Convert all of the data below into a two-column CSV with the headers input_text and expected_output, giving each text and its answer their own row, with every field quoted and its line breaks replaced by spaces. Leave the pictures out.

# Start of Data for processing

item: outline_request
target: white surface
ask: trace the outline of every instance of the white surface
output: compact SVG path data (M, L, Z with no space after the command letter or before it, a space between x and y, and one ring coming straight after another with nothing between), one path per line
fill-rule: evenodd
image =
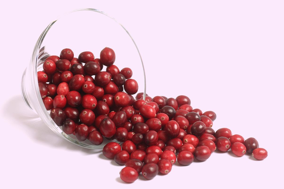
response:
M280 188L283 3L150 2L3 5L0 187ZM22 100L22 75L47 24L60 13L87 7L107 12L130 32L145 62L150 95L188 96L194 108L216 112L215 130L227 127L233 134L256 138L268 151L268 158L257 161L215 152L204 162L175 165L168 175L124 184L119 178L123 166L99 150L77 146L53 133Z

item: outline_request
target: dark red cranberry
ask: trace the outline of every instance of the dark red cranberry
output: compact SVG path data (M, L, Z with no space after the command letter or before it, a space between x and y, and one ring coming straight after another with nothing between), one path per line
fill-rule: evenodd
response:
M159 172L162 174L167 174L172 170L172 163L168 160L162 159L158 163Z
M184 136L182 139L182 143L185 144L190 144L195 148L196 148L199 143L198 138L192 135L187 135Z
M94 60L94 54L89 51L83 52L79 55L78 59L81 62L86 63L89 61L93 61Z
M89 109L85 109L81 112L79 115L79 118L82 123L89 126L93 124L96 117L92 111Z
M247 151L249 154L252 153L252 151L258 147L258 142L254 138L251 137L245 141L244 144L247 148Z
M202 114L204 116L207 116L211 119L212 121L214 121L216 119L217 116L215 112L212 111L207 111L204 112Z
M216 131L215 136L216 138L221 137L224 137L229 138L232 135L232 131L228 128L221 128L218 129Z
M89 134L89 127L84 124L78 126L75 130L76 137L80 141L83 141L87 139Z
M131 78L131 77L132 77L132 75L133 74L132 70L129 68L123 68L120 71L120 73L124 75L124 77L125 77L125 78L126 79L130 79ZM147 94L146 94L146 95L147 95ZM143 96L143 95L142 95L142 96Z
M188 165L193 162L194 159L192 153L187 151L182 151L177 157L177 162L183 165Z
M191 144L188 143L183 145L178 149L178 152L180 152L182 151L187 151L193 153L195 150L195 148Z
M60 108L53 108L50 111L50 117L55 124L61 126L66 120L66 116L63 110Z
M138 83L133 79L126 80L124 86L125 92L129 94L134 94L138 91Z
M239 135L232 135L229 138L229 139L232 144L237 142L243 144L245 142L245 139L244 137Z
M176 160L176 154L172 151L166 150L162 152L160 157L161 159L165 159L170 161L172 165L174 165Z
M103 149L103 154L108 158L114 157L114 156L118 152L121 151L120 145L114 142L112 142L106 144Z
M84 66L81 64L75 64L71 66L71 72L73 75L85 75L85 70Z
M237 142L232 144L231 146L232 152L237 156L243 156L246 153L247 148L244 144Z
M100 131L106 137L110 138L115 134L115 125L113 122L109 118L103 120L100 124Z
M110 82L111 75L106 71L101 71L98 73L95 77L95 82L101 87L106 85Z
M216 147L221 152L227 152L231 148L231 143L227 138L221 137L216 140Z
M166 114L168 116L170 119L174 118L176 115L176 110L174 108L169 106L165 106L161 109L161 113Z
M264 148L258 148L252 151L252 156L258 160L262 160L266 158L268 152Z
M152 179L159 173L159 167L156 163L151 163L146 164L142 169L142 175L146 179Z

# End of Data for processing

Result of this exercise:
input_text,expected_output
"item: outline_request target: white surface ask: trace the outline of every instance of the white surface output: compact SVG path data (M, L, Z with no space after the command letter or before it, a space between x and y, and one ring coming straight after another with nothing between), one path per line fill-rule: evenodd image = response:","M280 188L283 3L150 2L3 5L0 187ZM22 100L22 75L47 24L60 13L87 7L107 12L130 32L145 62L150 95L188 96L194 108L216 112L215 130L227 127L233 134L256 138L268 151L268 158L257 161L215 152L204 162L175 165L168 175L124 184L119 178L123 166L99 150L77 146L53 133Z"
"item: outline_request target: dark red cranberry ask: trace the outline of every instance of the dark red cranberry output: compact SVG path data (M, L, Z with no space after the command letter or before it, a space between x and y, and one ring coming straight after another with nothing between), one path per line fill-rule: evenodd response:","M159 172L162 174L167 174L172 170L172 163L168 160L162 159L158 163Z M184 136L182 139L182 143L185 144L190 144L195 148L196 148L199 143L198 138L192 135L187 135Z M94 60L94 54L89 51L83 52L79 55L78 59L81 62L86 63L89 61L93 61Z M89 109L85 109L81 112L79 115L79 118L82 123L89 126L93 124L96 117L92 111Z M247 151L249 154L252 153L252 151L258 147L258 142L254 138L251 137L245 141L244 144L247 148Z M202 114L204 116L207 116L211 119L212 121L214 121L216 119L217 116L215 112L212 111L207 111L204 112Z M216 131L215 136L216 138L221 137L224 137L229 138L232 135L232 131L228 128L221 128L218 129Z M89 134L89 127L84 124L78 126L75 130L76 137L80 141L83 141L87 139Z M131 78L131 77L132 77L132 75L133 74L132 70L129 68L123 68L120 71L120 73L124 75L124 77L125 77L125 78L126 79L130 79ZM147 94L146 94L146 95L147 95ZM143 96L143 95L142 95L142 96Z M188 165L193 162L194 159L192 153L187 151L182 151L177 157L177 162L183 165Z M191 144L188 143L183 145L178 149L178 152L180 152L182 151L187 151L193 153L195 150L195 148Z M60 108L53 108L50 111L50 117L55 124L61 126L66 120L66 116L63 110Z M138 83L133 79L126 80L124 86L125 92L129 94L134 94L138 91Z M239 135L232 135L229 138L229 139L232 144L237 142L243 144L245 142L245 139L244 137Z M176 160L176 154L172 151L166 150L162 152L160 157L161 159L165 159L170 161L172 165L174 165Z M103 149L103 154L108 158L114 157L114 156L118 152L121 151L120 145L114 142L112 142L106 144Z M84 66L81 64L75 64L71 66L71 72L73 75L85 75L85 70Z M237 142L232 144L231 146L232 152L237 156L243 156L246 153L247 148L244 144Z M100 131L106 137L110 138L115 134L115 125L113 122L109 118L103 120L100 124Z M110 82L111 75L106 71L101 71L98 73L95 77L95 82L101 87L106 85Z M216 147L221 152L227 152L231 148L231 143L227 138L221 137L216 140Z M166 114L168 116L170 119L174 118L176 115L176 110L174 108L169 106L165 106L161 109L161 113Z M264 148L258 148L252 151L252 156L258 160L262 160L266 158L268 152Z M152 179L159 173L159 167L156 163L151 163L146 164L142 169L142 175L146 179Z"